[Region labeling records]
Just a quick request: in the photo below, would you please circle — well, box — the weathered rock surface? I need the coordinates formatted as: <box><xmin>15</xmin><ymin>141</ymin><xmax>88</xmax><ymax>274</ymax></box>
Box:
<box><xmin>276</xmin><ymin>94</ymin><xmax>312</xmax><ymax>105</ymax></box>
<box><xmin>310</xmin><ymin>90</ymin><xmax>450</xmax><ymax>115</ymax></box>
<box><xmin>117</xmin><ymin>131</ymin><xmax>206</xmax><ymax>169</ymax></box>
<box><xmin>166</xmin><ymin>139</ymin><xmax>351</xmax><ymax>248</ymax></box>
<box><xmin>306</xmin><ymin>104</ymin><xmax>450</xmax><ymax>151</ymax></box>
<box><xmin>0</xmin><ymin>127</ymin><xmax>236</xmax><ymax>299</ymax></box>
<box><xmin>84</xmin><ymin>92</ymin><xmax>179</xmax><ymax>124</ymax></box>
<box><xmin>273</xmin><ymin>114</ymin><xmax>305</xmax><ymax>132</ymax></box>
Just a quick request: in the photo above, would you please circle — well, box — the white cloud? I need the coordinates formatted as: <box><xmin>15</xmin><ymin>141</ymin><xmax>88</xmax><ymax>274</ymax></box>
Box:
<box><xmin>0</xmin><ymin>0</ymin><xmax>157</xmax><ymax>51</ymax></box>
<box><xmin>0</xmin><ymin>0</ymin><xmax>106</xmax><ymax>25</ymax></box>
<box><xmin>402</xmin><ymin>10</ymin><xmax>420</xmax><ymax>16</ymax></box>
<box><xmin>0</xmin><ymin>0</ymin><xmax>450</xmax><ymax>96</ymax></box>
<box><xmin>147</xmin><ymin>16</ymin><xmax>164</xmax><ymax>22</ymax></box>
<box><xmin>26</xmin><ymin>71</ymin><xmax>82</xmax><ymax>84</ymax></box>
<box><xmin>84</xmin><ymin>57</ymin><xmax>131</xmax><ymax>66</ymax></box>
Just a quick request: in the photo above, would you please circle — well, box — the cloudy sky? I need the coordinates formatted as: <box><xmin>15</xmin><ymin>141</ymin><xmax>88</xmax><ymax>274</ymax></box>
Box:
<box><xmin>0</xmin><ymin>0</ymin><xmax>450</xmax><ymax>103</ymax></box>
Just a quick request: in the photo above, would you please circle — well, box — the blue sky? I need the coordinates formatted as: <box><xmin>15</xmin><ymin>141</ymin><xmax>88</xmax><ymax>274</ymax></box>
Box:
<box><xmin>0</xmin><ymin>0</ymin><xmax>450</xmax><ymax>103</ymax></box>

= Directions =
Copy these lines over without any changes.

= Reply =
Just a quick request: in the photo below, would you please circle — well, box — the weathered rock surface? I need the coordinates formatted as: <box><xmin>15</xmin><ymin>141</ymin><xmax>88</xmax><ymax>274</ymax></box>
Box:
<box><xmin>276</xmin><ymin>94</ymin><xmax>312</xmax><ymax>105</ymax></box>
<box><xmin>310</xmin><ymin>90</ymin><xmax>450</xmax><ymax>115</ymax></box>
<box><xmin>117</xmin><ymin>131</ymin><xmax>206</xmax><ymax>169</ymax></box>
<box><xmin>166</xmin><ymin>139</ymin><xmax>351</xmax><ymax>248</ymax></box>
<box><xmin>306</xmin><ymin>104</ymin><xmax>450</xmax><ymax>151</ymax></box>
<box><xmin>0</xmin><ymin>127</ymin><xmax>236</xmax><ymax>299</ymax></box>
<box><xmin>84</xmin><ymin>92</ymin><xmax>179</xmax><ymax>124</ymax></box>
<box><xmin>273</xmin><ymin>114</ymin><xmax>305</xmax><ymax>132</ymax></box>
Just a quick request: in the photo above, would you please circle — well, box — the white cloud? I need the coordinates formatted as: <box><xmin>15</xmin><ymin>141</ymin><xmax>88</xmax><ymax>274</ymax></box>
Box:
<box><xmin>0</xmin><ymin>0</ymin><xmax>157</xmax><ymax>51</ymax></box>
<box><xmin>0</xmin><ymin>0</ymin><xmax>106</xmax><ymax>25</ymax></box>
<box><xmin>402</xmin><ymin>10</ymin><xmax>420</xmax><ymax>16</ymax></box>
<box><xmin>0</xmin><ymin>0</ymin><xmax>450</xmax><ymax>96</ymax></box>
<box><xmin>147</xmin><ymin>16</ymin><xmax>164</xmax><ymax>22</ymax></box>
<box><xmin>26</xmin><ymin>71</ymin><xmax>82</xmax><ymax>84</ymax></box>
<box><xmin>84</xmin><ymin>57</ymin><xmax>131</xmax><ymax>66</ymax></box>
Just a quick request: in the photo above, would you please circle — well, box — the cloudy sky? I need the coordinates formatted as: <box><xmin>15</xmin><ymin>141</ymin><xmax>88</xmax><ymax>274</ymax></box>
Box:
<box><xmin>0</xmin><ymin>0</ymin><xmax>450</xmax><ymax>103</ymax></box>
Just a quick request: in the photo above, would you please circle — well, box — the blue sky? I need the coordinates formatted as: <box><xmin>15</xmin><ymin>141</ymin><xmax>88</xmax><ymax>274</ymax></box>
Box:
<box><xmin>0</xmin><ymin>0</ymin><xmax>450</xmax><ymax>103</ymax></box>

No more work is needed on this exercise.